### PROVIDED RECORDS

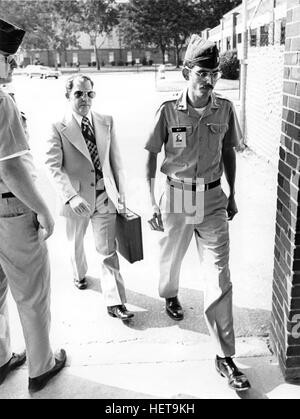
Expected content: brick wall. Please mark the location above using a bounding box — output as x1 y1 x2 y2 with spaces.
271 0 300 382
246 45 285 163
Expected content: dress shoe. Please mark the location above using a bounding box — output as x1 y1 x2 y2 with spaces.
74 277 88 290
0 351 26 385
215 356 251 391
165 297 184 321
107 305 134 321
28 349 67 393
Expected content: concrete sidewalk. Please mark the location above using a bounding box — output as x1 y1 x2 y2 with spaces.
1 150 300 399
1 73 300 399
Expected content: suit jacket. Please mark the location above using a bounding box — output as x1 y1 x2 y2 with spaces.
45 110 125 217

### HOW TO COMPLETE THIS TASK
Repeat, word for word, every line from the line that contains "Expected content: concrete" to the end of the entries; include both of those lines and no others.

### SOLUTION FOR THIS EXERCISE
Expected content: concrete sidewalk. Please mark the location above using a bounding box — output as x1 y1 x2 y2 with spaces.
1 150 300 399
1 73 300 399
Expected content: suit jacket. Please mark the location above using a bounding box — output as x1 y1 x2 y2 with spaces.
45 110 125 217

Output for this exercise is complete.